What number of lines in the entries hold the string "dining"? Answer with it alone.

== TASK DATA

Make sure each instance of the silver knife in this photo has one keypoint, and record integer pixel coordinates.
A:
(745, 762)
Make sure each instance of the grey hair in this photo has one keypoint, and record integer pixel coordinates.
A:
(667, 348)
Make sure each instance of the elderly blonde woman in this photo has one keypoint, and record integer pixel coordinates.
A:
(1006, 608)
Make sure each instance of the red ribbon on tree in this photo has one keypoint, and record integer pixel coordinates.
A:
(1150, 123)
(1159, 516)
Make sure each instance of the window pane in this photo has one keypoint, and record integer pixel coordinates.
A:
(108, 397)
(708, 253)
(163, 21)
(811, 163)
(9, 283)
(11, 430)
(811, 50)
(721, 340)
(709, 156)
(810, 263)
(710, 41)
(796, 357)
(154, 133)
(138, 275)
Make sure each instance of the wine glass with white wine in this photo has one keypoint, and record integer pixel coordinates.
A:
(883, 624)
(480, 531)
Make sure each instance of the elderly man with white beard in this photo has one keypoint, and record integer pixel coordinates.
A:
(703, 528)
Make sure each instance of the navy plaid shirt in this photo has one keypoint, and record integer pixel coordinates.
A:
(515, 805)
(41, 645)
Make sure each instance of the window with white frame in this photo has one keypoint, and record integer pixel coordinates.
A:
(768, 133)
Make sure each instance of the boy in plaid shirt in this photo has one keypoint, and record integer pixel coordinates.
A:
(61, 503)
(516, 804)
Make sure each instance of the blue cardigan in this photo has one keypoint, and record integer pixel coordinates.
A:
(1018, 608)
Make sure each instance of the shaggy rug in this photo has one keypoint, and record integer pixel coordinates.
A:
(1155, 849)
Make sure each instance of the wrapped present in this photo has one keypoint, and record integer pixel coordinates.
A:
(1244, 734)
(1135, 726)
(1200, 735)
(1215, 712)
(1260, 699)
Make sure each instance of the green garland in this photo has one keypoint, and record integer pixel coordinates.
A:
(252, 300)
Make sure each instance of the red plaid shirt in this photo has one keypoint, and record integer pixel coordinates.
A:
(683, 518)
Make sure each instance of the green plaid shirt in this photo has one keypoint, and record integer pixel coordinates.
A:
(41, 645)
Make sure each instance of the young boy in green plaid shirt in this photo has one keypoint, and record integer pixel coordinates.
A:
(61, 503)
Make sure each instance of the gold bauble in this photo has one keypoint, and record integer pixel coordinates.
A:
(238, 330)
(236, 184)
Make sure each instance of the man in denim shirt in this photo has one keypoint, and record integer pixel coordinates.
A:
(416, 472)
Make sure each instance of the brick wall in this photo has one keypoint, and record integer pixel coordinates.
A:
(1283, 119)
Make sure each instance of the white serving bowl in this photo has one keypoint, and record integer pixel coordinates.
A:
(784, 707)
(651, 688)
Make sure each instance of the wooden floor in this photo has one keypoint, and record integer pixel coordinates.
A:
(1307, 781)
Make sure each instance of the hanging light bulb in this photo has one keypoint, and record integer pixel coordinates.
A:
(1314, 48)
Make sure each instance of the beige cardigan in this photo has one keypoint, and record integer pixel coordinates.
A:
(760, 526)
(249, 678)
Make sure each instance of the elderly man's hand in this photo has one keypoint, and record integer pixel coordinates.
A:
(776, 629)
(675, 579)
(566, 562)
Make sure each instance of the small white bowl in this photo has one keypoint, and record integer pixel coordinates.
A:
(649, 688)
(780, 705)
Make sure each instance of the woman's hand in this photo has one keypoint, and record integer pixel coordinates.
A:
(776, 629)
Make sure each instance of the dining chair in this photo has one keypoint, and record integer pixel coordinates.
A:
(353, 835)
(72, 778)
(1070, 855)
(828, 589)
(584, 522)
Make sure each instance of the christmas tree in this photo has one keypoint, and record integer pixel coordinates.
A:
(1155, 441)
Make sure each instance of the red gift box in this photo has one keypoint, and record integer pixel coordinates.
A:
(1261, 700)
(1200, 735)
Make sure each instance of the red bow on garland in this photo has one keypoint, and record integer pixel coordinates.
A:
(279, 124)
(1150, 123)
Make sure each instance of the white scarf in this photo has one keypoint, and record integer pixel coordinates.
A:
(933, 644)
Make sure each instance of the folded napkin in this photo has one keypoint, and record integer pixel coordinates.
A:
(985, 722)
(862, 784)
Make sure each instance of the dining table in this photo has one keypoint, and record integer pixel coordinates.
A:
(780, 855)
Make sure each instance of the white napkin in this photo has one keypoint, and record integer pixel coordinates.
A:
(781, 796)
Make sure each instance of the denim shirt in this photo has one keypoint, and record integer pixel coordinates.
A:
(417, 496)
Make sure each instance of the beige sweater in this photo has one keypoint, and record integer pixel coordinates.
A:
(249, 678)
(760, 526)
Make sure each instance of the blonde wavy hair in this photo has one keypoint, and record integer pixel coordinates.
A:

====

OUTPUT FOR THIS TASK
2